The following questions were submitted to John Roska, an attorney/writer whose weekly newspaper column, "Q&A: The Law," runs in the St. Louis Post-Dispatch (Illinois Edition) and the Champaign News Gazette.  This article was published on June 3, 2009


My employer cut my hourly wage. So, I quit. I applied for unemployment. I was denied for quitting. How can I qualify for benefits?  


If you had “good cause” for quitting, you may qualify for unemployment benefits.  A reduction in pay can be “good cause.” It will depend on the facts of your case and the size of the pay cut. Appeal the denial if you have not already done so. 

There are two main reasons for denying unemployment: you quit, or were fired. The state considers it your fault that you are unemployed.  Only involuntary unemployment qualifies for benefits. If you could or should have avoided unemployment, you may not qualify. But, if it was your employer’s fault that you quit, you are eligible. 

Factors for 'good cause' include  

  • Changed terms, conditions, or hours of employment
  • Reduction in pay  

If you take a pay cut for several months, and then quit, the pay cut is NOT good cause.  

An hourly wage cut is the clearest kind of reduced pay. It is trickier when the hours are reduced. Some cases say that reduced hours in light of general economic circumstances, are not good cause for quitting.

Simply being unhappy with your pay is not good cause. For example, quitting after not getting the raise you wanted is good reason for ineligibility.

| BRIEF 1 |
In the unemployment column, list in order each thing the person asking the question says happened or was done, from the pay change to the outcome of the claim.
| BRIEF 2 |
For each statement, say whether the unemployment column agrees with it, and quote the words of the column that decide it.
(a) Only involuntary unemployment qualifies for benefits.
(b) A cut in hours is easier to judge as reduced pay than a cut in the hourly wage.
(c) The article was published in 2010.
The records that come after this text are separate material, unrelated to it.

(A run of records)
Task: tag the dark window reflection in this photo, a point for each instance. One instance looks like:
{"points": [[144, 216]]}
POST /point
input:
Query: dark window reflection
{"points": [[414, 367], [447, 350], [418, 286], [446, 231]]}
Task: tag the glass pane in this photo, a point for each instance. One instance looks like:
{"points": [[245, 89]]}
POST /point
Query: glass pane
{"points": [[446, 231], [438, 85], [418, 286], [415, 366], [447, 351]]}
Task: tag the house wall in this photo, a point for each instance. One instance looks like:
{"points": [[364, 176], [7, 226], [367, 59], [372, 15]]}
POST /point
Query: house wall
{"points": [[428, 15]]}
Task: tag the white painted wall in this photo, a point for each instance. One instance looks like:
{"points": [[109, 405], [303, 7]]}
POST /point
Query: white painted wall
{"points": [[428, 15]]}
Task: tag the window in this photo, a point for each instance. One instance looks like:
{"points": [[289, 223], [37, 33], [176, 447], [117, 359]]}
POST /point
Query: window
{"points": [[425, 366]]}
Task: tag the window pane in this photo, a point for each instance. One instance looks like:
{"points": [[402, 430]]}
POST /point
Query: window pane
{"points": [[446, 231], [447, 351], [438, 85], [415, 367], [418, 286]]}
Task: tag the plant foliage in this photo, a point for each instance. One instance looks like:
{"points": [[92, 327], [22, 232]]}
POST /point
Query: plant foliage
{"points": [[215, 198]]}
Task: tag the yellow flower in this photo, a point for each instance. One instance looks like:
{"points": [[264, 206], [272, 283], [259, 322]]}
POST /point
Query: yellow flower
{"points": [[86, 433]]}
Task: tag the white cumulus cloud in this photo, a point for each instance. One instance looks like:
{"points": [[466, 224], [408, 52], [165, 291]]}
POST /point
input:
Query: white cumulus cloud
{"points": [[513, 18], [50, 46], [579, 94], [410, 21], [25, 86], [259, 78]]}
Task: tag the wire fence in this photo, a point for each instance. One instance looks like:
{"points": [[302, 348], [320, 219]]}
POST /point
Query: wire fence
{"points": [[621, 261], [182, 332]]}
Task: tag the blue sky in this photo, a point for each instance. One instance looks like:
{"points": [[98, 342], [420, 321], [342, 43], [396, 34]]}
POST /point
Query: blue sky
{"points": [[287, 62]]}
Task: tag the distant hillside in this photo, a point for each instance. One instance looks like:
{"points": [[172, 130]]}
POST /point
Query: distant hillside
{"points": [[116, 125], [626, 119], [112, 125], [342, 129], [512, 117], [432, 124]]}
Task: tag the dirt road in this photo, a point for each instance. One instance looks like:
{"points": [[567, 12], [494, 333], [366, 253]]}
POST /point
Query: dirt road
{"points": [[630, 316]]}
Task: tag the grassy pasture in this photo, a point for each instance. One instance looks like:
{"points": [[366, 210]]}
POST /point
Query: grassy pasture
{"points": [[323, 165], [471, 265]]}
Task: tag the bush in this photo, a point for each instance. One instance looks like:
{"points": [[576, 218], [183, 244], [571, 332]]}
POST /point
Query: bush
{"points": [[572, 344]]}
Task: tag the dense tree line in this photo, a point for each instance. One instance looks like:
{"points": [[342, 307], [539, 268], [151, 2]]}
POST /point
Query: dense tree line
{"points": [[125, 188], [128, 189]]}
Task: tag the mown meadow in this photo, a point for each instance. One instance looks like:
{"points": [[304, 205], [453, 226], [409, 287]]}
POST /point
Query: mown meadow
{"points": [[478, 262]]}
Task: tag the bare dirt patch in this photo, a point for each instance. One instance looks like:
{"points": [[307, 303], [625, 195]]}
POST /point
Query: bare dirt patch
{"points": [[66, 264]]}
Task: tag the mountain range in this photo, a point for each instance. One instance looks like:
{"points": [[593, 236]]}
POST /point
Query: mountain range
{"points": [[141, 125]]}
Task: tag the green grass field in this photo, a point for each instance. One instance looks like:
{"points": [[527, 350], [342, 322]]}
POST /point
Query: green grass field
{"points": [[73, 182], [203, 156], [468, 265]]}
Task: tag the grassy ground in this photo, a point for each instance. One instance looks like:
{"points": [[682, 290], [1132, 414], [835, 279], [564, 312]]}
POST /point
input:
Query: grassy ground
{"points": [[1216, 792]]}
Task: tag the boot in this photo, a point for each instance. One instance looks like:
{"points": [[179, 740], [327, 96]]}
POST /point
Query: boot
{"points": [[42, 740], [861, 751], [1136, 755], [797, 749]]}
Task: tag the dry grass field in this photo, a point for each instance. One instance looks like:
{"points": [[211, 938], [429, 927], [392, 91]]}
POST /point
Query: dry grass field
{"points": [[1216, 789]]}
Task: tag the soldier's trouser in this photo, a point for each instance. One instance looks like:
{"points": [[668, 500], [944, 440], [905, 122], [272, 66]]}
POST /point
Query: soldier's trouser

| COMPLETE OUTPUT 1 |
1. The employer cut the person's hourly wage.
2. The person quit.
3. The person applied for unemployment.
4. The person was denied for quitting.

| COMPLETE OUTPUT 2 |
(a) Yes: "Only involuntary unemployment qualifies for benefits."
(b) No: "An hourly wage cut is the clearest kind of reduced pay. It is trickier when the hours are reduced."
(c) No: "This article was published on June 3, 2009"